■ EXERCISE PROMPT ■
Reproduce the entries exactly.

■ INFORMATION PROVIDED ■
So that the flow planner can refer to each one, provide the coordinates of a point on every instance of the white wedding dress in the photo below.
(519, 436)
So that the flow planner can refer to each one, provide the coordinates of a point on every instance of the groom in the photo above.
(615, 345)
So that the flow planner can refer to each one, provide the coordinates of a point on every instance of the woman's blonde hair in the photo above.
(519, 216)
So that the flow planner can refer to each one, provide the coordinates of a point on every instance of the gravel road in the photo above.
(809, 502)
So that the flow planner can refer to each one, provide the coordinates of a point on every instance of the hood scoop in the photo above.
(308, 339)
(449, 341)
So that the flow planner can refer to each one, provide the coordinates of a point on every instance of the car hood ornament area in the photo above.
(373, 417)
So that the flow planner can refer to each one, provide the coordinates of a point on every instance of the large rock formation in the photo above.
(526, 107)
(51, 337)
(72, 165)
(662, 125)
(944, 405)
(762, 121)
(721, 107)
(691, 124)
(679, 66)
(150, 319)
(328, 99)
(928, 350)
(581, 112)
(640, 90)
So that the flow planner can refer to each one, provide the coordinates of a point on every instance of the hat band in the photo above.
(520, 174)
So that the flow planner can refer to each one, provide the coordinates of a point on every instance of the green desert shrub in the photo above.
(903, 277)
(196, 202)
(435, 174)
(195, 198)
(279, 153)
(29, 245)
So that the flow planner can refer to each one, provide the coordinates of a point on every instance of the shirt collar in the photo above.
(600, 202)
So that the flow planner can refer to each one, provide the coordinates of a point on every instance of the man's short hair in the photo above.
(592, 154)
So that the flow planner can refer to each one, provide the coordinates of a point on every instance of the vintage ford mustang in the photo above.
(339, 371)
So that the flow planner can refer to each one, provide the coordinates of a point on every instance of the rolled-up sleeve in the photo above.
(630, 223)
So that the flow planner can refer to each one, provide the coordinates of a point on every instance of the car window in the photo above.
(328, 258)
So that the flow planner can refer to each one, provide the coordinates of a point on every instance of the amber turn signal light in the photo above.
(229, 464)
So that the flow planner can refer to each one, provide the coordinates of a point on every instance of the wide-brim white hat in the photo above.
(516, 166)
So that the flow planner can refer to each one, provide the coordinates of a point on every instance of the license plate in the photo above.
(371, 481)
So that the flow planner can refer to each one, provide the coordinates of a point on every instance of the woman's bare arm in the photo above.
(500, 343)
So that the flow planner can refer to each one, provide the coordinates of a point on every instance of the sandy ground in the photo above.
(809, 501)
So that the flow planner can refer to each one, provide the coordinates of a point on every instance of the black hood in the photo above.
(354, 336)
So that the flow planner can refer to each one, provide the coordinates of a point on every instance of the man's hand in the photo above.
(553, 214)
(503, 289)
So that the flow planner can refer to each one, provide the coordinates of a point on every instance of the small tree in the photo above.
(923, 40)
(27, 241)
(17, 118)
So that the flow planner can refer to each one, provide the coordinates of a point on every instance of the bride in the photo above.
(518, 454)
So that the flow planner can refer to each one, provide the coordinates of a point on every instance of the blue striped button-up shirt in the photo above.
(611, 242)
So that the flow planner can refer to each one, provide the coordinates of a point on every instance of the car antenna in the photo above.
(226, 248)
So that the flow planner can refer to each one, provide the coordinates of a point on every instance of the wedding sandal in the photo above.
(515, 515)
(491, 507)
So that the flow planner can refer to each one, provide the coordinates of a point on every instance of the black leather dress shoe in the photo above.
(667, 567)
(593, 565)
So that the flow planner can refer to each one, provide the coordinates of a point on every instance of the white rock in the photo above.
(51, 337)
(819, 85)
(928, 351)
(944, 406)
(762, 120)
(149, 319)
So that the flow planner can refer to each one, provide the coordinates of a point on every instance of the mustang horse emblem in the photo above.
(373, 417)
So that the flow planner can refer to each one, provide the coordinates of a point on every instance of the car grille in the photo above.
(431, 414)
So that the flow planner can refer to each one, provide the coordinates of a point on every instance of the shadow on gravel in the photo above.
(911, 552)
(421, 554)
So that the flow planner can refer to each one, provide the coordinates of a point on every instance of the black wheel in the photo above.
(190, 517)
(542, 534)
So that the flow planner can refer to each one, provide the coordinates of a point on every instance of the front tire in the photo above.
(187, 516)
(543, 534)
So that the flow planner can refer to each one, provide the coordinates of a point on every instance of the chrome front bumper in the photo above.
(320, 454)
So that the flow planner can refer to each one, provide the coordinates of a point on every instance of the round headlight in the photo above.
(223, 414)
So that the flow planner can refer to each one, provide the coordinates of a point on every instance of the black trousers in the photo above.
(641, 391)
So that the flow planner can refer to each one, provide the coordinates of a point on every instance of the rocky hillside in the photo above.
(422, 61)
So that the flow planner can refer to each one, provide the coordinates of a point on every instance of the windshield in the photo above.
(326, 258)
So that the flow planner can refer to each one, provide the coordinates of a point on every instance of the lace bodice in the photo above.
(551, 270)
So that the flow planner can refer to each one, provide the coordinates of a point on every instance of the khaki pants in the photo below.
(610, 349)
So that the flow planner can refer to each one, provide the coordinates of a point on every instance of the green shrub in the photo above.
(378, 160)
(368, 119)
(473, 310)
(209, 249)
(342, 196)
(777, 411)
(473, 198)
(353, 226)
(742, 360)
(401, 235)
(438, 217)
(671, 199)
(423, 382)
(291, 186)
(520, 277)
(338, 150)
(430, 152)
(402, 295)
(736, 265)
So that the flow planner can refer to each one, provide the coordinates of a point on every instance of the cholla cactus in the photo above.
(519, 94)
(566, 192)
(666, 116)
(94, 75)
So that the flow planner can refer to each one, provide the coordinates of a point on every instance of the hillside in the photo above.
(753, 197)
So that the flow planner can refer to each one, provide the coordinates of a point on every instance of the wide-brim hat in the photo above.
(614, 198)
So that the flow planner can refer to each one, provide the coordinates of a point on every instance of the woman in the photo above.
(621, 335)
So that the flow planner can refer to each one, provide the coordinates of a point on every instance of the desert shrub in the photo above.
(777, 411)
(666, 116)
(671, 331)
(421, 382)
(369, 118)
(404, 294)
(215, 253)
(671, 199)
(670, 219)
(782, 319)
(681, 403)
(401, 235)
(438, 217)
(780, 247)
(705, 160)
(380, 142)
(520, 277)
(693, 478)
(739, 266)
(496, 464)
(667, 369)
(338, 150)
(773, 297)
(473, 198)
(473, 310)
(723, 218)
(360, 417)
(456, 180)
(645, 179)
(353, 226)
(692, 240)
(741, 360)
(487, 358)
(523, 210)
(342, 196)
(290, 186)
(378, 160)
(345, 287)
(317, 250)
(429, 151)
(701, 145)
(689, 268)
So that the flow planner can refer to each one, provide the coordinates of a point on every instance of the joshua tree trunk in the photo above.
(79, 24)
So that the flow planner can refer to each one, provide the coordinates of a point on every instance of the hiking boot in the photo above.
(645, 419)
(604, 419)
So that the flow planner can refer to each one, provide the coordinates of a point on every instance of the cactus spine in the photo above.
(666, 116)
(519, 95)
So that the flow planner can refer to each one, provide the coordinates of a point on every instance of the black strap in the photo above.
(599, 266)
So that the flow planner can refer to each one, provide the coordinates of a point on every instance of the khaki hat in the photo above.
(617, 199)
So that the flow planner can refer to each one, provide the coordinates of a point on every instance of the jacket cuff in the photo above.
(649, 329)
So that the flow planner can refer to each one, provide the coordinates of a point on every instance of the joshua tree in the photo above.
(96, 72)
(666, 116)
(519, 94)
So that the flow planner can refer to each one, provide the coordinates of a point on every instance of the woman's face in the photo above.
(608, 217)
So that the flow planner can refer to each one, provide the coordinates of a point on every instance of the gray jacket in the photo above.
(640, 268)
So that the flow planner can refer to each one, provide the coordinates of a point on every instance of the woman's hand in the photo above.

■ THE REPLY ■
So that the flow planner can refer to each one, provide the coordinates of a point on every instance of the white wedding dress in the photo below.
(519, 436)
So that the flow planner can refer to each one, provide the coordinates of a point on every instance of the groom in the photo above.
(615, 345)
So that the flow planner can refer to each one, provide the coordinates of a point on every instance of the woman's blonde hair in the photo above.
(519, 216)
So that the flow planner can refer to each one, provide the coordinates of a point on every instance of the gravel road in the photo above.
(809, 502)
So that the flow planner can refer to each one, provide the coordinates of a point on every instance of the hood scoop in the photo above.
(308, 339)
(449, 341)
So that the flow planner can refer to each one, provide the coordinates of a point on every instance of the car hood ornament area in the photo above.
(373, 417)
So that the flow planner can refer to each one, provide the coordinates of a point on every instance of the large rock formation in the photo above.
(526, 107)
(51, 337)
(72, 165)
(662, 125)
(944, 405)
(762, 121)
(721, 107)
(691, 124)
(679, 66)
(150, 319)
(328, 99)
(928, 350)
(581, 112)
(640, 90)
So that the flow planner can refer to each one, provide the coordinates of a point on every instance of the hat band in the photo above.
(520, 174)
So that the flow planner can refer to each one, provide the coordinates of a point on every instance of the green desert shrub in the photo above.
(903, 277)
(196, 202)
(435, 174)
(195, 198)
(279, 153)
(29, 245)
So that the flow planner can refer to each one, provide the coordinates of a point on every instance of the shirt collar in the photo above.
(600, 202)
So that the flow planner can refer to each one, provide the coordinates of a point on every instance of the man's short hair in the photo above.
(592, 154)
So that the flow planner can refer to each one, provide the coordinates of a point on every instance of the vintage ford mustang in the photo above.
(339, 371)
So that the flow planner can refer to each one, provide the coordinates of a point on every instance of the rolled-up sleeve in the photo above.
(630, 223)
So that the flow planner can refer to each one, provide the coordinates of a point on every instance of the car window in the photo above.
(328, 258)
So that the flow planner can refer to each one, provide the coordinates of a point on every instance of the amber turn signal light in the photo above.
(229, 464)
So that the flow planner can refer to each one, provide the coordinates of a point on every instance of the wide-brim white hat in the photo above.
(516, 166)
So that the flow planner can refer to each one, provide the coordinates of a point on every instance of the license plate in the photo above.
(371, 481)
So that the flow planner can refer to each one, provide the coordinates of a point on every instance of the woman's bare arm in the photo above.
(500, 343)
So that the flow planner can refer to each one, provide the coordinates of a point on every instance of the sandy ground in the photo above.
(809, 501)
So that the flow planner can refer to each one, provide the coordinates of a point on every instance of the black hood in the photo above.
(354, 336)
So that the flow planner can refer to each one, provide the coordinates of a point on every instance of the man's hand in the photo above.
(553, 214)
(503, 289)
So that the flow planner can refer to each one, provide the coordinates of a point on every instance of the small tree in the photo above.
(923, 40)
(27, 241)
(17, 118)
So that the flow planner can refer to each one, provide the coordinates of a point on every instance of the bride in the photo above.
(518, 454)
So that the flow planner can refer to each one, provide the coordinates of a point on every instance of the blue striped button-up shirt in the photo above.
(611, 242)
So that the flow planner can refer to each one, provide the coordinates of a point on every instance of the car antenna in the photo above.
(226, 248)
So that the flow planner can refer to each one, provide the coordinates of a point on every instance of the wedding sandal in the photo above.
(515, 515)
(491, 507)
So that the flow planner can refer to each one, provide the coordinates of a point on every instance of the black leather dress shoe in the photo above.
(667, 567)
(593, 565)
So that the flow planner can refer to each one, provide the coordinates of a point on every instance of the white rock in the photo above.
(51, 337)
(819, 85)
(928, 351)
(944, 406)
(762, 120)
(149, 319)
So that the flow planner can refer to each one, provide the coordinates of a point on every instance of the mustang horse emblem in the photo above.
(373, 417)
So that the flow planner can refer to each one, provide the coordinates of a point on every instance of the car grille in the photo above.
(431, 414)
So that the flow planner can refer to each one, provide the coordinates of a point on every instance of the shadow on gravel in the photo above.
(911, 552)
(421, 554)
So that the flow planner can refer to each one, provide the coordinates of a point on every instance of the black wheel in the photo above.
(190, 517)
(542, 534)
So that the flow planner can refer to each one, provide the coordinates of a point on every instance of the front tire in the photo above.
(187, 516)
(543, 534)
So that the flow planner can refer to each one, provide the coordinates of a point on every instance of the chrome front bumper in the photo above.
(320, 454)
So that the flow planner can refer to each one, provide the coordinates of a point on every instance of the round headlight in the photo above.
(223, 414)
So that the flow planner can refer to each one, provide the coordinates of a point on every instance of the black trousers in the photo above.
(641, 391)
So that the flow planner can refer to each one, provide the coordinates of a point on every instance of the rocky hillside in the photo above.
(422, 61)
So that the flow planner can refer to each one, provide the coordinates of a point on every instance of the windshield in the photo above.
(326, 258)
So that the flow planner can refer to each one, provide the coordinates of a point on every instance of the lace bodice in the photo above.
(551, 270)
So that the flow planner can refer to each one, provide the coordinates of a point on every instance of the khaki pants in the photo below.
(610, 349)
So that the flow planner can refer to each one, provide the coordinates of a point on every instance of the green shrub in the photo above.
(378, 160)
(368, 119)
(473, 310)
(209, 249)
(342, 196)
(777, 411)
(473, 198)
(353, 226)
(742, 360)
(401, 235)
(438, 217)
(671, 199)
(423, 382)
(291, 186)
(520, 277)
(338, 150)
(430, 152)
(402, 295)
(736, 265)
So that the flow planner can refer to each one, provide the coordinates of a point on every instance of the cholla cactus in the photo above.
(519, 94)
(566, 192)
(666, 116)
(94, 75)
So that the flow planner can refer to each one, provide the coordinates of a point on every instance of the hillside in the photo above.
(753, 197)
So that the flow planner can refer to each one, provide the coordinates of a point on every instance of the wide-brim hat in the photo above.
(614, 198)
So that the flow planner can refer to each one, provide the coordinates of a point on every instance of the woman in the photo above.
(621, 335)
So that the flow planner can refer to each one, provide the coordinates of a point on every instance of the desert shrub in the photo above.
(777, 411)
(666, 116)
(671, 331)
(421, 382)
(369, 118)
(404, 294)
(215, 253)
(671, 199)
(670, 219)
(782, 319)
(681, 403)
(401, 235)
(438, 217)
(780, 247)
(705, 160)
(380, 142)
(520, 277)
(693, 478)
(739, 266)
(496, 464)
(667, 369)
(338, 150)
(773, 297)
(473, 198)
(473, 310)
(723, 218)
(360, 417)
(456, 180)
(645, 179)
(353, 226)
(692, 240)
(741, 360)
(487, 358)
(523, 210)
(342, 196)
(290, 186)
(378, 160)
(345, 287)
(317, 250)
(429, 151)
(701, 145)
(689, 268)
So that the flow planner can refer to each one, provide the coordinates of a point on every instance of the joshua tree trunk in the photo above.
(79, 24)
So that the flow planner can refer to each one, provide the coordinates of a point on every instance of the hiking boot in the photo above.
(645, 419)
(604, 419)
So that the flow planner can refer to each one, provide the coordinates of a point on every instance of the cactus spine in the photo above.
(666, 116)
(519, 95)
So that the flow planner can refer to each one, provide the coordinates of a point on every instance of the black strap in the photo above.
(599, 266)
So that the flow planner can refer to each one, provide the coordinates of a point on every instance of the khaki hat in the photo above.
(617, 199)
So that the flow planner can refer to each one, provide the coordinates of a point on every instance of the jacket cuff in the photo above.
(649, 329)
So that the flow planner can refer to each one, provide the coordinates of a point on every instance of the joshua tree in the photo above.
(96, 72)
(666, 116)
(519, 94)
So that the flow planner can refer to each one, provide the coordinates of a point on every instance of the woman's face in the photo above.
(608, 217)
So that the flow planner can refer to each one, provide the coordinates of a point on every instance of the gray jacket in the photo above.
(640, 268)
So that the flow planner can refer to each one, provide the coordinates of a point on every instance of the woman's hand in the photo above.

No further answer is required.